*Your objective*
Update the lines below so that "metal fence" becomes "iron railing" everywhere it occurs, with nothing else changed.

*Records for the exercise*
----

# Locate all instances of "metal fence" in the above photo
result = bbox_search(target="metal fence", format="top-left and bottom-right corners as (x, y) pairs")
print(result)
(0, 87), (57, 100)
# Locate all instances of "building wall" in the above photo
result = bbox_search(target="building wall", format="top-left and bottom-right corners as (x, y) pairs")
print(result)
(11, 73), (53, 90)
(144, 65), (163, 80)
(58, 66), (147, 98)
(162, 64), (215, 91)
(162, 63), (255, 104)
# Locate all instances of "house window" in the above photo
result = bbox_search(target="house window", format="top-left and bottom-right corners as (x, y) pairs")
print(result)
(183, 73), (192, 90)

----

*Correct response*
# Locate all instances of "iron railing" in the above photo
result = bbox_search(target="iron railing", format="top-left and bottom-right corners as (x, y) pairs")
print(result)
(0, 87), (57, 100)
# Locate all instances of "building wall" in the above photo
result = bbox_search(target="building wall", format="top-left and bottom-right corners as (x, y) pairs")
print(result)
(11, 73), (53, 90)
(144, 65), (163, 80)
(58, 66), (147, 98)
(162, 64), (215, 91)
(162, 63), (255, 104)
# Locate all instances of "house window" in the above photo
result = bbox_search(target="house window", format="top-left and bottom-right corners as (x, y) pairs")
print(result)
(183, 73), (192, 90)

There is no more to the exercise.